* AUFGABE
Schreiben Sie aus dem Text über Bernhard Uhls Hilfsprojekt in Nepal den Abschnitt Wort für Wort ab, beginnend mit „Bernhard Uhl hatte“ und weiter bis einschließlich „nur in Nepal.“.
::: VORLIEGENDER TEXT
Uhl hat seine Kollegen aus Nepal für einige Tage zu Besuch, bevor es gemeinsam zum Gynäkologie-Kongress nach München geht. Untergebracht in einem Appartement des EVK-Wohnheims konnten die beiden Mediziner bereits in der Klinik hospitieren und sich über moderne Operationstechniken mit robotischer Unterstützung informieren. Dabei wohnten sie bereits einer komplizierten Endometriose-OP mit Darmbeteiligung bei, die ihnen das Maximum dessen, was endoskopisch machbar ist, vermittelte.

Bernhard Uhl hatte auf Trekkingtouren in Nepal einst seine Liebe zum Land entwickelt und schnell die Not der Frauen, insbesondere in seinem Fachbereich, erkannt. Im Jahr 2013 startete er ein urogynäkologisches Projekt, nachdem die dortigen Gesundheitsbehörden einen Hilferuf abgesetzt hatten. Das Problem: Ein großer Teil der 20- bis 40-jährigen Frauen leiden unter massiver Harninkontinenz. Ein Tabuthema – nicht nur in Nepal.

Darum leiden viele Frauen in Nepal unter Harninkontinenz

Nun galt es, nicht nur Spenden für die nötige Infrastruktur, für Operationsmaterial und Gerätschaften zu akquirieren, sondern auch Ärzte und Pflegekräfte zu schulen. Operationen, die der Lebensqualität, nicht dem Überleben nutzen, haben in einem armen Land keine Priorität. Doch junge Mädchen müssen früh körperlich arbeiten, schwere Lasten tragen.
::::::
::: AUSGEWÄHLTE EINTRÄGE
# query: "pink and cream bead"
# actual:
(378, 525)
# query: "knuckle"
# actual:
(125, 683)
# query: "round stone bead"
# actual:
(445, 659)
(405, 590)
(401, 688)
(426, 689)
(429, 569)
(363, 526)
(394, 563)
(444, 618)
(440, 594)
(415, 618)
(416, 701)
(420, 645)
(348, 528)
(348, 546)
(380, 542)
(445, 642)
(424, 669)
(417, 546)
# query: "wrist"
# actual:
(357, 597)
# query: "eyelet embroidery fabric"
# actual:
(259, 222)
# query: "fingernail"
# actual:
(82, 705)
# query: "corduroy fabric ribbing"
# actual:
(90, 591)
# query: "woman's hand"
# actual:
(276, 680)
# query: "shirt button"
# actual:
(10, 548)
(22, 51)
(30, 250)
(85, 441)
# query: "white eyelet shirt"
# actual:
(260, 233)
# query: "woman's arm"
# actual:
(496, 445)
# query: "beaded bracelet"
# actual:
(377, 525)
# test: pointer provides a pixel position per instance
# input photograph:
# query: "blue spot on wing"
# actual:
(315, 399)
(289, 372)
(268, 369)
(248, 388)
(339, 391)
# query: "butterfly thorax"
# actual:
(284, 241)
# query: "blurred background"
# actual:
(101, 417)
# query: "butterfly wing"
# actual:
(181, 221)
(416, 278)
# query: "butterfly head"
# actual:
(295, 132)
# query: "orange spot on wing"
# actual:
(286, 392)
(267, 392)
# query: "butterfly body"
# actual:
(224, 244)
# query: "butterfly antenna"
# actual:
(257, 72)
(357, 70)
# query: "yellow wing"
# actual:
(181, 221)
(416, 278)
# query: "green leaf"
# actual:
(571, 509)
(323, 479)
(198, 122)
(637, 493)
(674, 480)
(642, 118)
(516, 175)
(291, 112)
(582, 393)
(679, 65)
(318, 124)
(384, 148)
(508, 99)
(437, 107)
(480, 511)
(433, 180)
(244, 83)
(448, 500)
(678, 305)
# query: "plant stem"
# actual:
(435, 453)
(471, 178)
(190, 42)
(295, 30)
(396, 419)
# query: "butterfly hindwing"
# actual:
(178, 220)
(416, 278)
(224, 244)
::::::
* IHRE ANTWORT
Bernhard Uhl hatte auf Trekkingtouren in Nepal einst seine Liebe zum Land entwickelt und schnell die Not der Frauen, insbesondere in seinem Fachbereich, erkannt. Im Jahr 2013 startete er ein urogynäkologisches Projekt, nachdem die dortigen Gesundheitsbehörden einen Hilferuf abgesetzt hatten. Das Problem: Ein großer Teil der 20- bis 40-jährigen Frauen leiden unter massiver Harninkontinenz. Ein Tabuthema – nicht nur in Nepal.